**TEXT PROVIDED:**

There was another Mexican healer in the group, Maria, also very humble, not standing out of the crowd in any way. She would pick up plants and herbs wherever we went, always storing some that she recognized into her pockets. One day, after a difficult climb up the stairs in this already high altitude of the Himalayan Mountains, one of the grandmothers wasn't feeling well. She looked like she was going to faint. They called me to help, and once again, I stood there feeling naked, with not much to offer except a chair to sit in, unbuttoning her shirt, bring her legs up, and giving her a glass of water. I quickly asked somebody to call both of the Mexican healers. Carmen started massaging a few acupuncture points and Maria reached into her pocket for some herbs that she had just picked up earlier that day, thinking that they might come in handy. She rubbed them between her fingers and placed them under the grandmother’s nose and at the back of her head. Soon afterward the grandmother was feeling better. I couldn't help but wonder what had happened to western medicine. What good was all my fancy and expensive education next to these two powerful women? Where did we lose the connection to the healing power of nature, and our own energy?

**TASK DIRECTIONS:** In the passage about the Mexican healers, where did Maria place the herbs after rubbing them between her fingers?

**GIVEN RECORDS:**
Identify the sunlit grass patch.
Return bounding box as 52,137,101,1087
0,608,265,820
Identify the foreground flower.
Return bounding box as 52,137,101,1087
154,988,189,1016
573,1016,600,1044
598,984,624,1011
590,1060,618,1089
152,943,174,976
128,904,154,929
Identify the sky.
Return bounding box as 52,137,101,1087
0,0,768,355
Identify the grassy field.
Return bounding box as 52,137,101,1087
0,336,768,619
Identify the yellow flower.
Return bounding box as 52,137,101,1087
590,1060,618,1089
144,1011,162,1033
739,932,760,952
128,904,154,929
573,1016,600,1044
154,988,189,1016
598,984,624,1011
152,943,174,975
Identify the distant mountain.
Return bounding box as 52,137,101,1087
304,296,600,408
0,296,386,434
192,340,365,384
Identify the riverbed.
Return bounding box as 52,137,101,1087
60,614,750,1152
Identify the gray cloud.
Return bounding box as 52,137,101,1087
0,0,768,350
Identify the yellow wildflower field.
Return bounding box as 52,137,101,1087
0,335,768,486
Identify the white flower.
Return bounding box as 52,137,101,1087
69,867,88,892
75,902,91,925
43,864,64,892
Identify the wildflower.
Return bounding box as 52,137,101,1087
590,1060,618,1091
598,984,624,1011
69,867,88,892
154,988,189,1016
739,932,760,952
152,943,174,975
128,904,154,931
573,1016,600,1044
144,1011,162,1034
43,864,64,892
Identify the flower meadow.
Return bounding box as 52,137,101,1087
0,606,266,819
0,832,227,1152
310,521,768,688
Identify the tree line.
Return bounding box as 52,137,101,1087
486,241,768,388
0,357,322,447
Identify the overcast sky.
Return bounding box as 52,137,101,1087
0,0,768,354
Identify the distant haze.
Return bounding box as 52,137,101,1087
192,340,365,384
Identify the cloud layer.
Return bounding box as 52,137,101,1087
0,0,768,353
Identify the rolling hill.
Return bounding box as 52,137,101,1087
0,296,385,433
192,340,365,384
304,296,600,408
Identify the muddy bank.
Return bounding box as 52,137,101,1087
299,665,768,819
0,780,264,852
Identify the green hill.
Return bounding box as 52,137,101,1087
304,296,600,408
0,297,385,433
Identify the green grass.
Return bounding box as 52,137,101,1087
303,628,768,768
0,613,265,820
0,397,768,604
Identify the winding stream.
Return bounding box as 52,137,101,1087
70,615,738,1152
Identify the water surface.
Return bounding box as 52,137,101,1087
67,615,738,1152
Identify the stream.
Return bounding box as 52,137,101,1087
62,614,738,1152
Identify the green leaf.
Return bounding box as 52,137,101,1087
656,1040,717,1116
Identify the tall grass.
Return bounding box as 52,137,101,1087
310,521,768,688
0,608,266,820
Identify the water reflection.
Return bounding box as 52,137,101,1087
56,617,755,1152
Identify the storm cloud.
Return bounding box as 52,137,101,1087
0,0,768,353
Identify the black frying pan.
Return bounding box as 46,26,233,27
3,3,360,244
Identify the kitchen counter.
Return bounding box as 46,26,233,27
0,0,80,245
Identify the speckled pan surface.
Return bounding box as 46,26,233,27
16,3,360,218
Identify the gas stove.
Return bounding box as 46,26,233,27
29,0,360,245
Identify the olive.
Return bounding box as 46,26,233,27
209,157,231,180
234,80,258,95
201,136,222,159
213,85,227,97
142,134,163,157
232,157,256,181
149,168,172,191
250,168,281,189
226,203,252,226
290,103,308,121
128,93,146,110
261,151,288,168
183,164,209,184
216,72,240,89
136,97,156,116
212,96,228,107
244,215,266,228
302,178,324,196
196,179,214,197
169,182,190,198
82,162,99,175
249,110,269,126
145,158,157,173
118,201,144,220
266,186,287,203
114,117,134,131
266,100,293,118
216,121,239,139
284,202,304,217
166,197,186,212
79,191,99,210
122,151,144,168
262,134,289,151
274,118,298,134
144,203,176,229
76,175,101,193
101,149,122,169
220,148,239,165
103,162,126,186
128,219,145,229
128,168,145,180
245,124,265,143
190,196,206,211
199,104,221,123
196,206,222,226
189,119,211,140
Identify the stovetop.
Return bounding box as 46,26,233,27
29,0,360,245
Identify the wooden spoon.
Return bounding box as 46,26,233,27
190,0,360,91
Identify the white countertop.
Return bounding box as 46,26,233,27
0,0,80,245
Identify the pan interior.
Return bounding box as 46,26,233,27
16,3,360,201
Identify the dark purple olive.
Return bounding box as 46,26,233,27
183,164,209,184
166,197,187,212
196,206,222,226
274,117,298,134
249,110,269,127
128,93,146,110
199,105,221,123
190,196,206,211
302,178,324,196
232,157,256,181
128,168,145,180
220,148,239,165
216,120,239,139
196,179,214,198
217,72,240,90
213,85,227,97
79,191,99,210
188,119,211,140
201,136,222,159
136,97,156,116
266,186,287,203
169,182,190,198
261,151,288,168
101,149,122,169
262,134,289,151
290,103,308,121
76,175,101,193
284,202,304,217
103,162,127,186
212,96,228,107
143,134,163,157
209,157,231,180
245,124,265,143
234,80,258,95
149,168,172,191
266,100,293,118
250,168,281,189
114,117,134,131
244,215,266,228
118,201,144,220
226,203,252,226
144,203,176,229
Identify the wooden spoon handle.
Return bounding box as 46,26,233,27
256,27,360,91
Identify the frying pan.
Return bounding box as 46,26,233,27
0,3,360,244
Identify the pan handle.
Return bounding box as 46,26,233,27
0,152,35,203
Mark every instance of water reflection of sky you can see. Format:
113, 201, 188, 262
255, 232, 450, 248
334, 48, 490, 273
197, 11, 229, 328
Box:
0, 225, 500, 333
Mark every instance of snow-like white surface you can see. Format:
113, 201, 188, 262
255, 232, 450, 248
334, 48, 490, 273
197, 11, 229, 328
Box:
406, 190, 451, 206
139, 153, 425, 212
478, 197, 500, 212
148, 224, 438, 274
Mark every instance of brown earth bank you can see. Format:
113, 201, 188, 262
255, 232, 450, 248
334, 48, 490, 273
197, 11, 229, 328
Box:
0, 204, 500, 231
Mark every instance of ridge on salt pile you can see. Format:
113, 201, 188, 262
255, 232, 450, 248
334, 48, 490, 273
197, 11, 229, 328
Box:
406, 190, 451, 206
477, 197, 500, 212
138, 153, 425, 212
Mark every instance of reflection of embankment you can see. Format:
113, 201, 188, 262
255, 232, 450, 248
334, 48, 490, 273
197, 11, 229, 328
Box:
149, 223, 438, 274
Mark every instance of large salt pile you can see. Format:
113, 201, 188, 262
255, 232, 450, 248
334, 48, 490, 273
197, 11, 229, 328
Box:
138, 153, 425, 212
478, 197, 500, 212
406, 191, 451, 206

**RESULT BELOW:** Under the grandmother's nose and at the back of her head.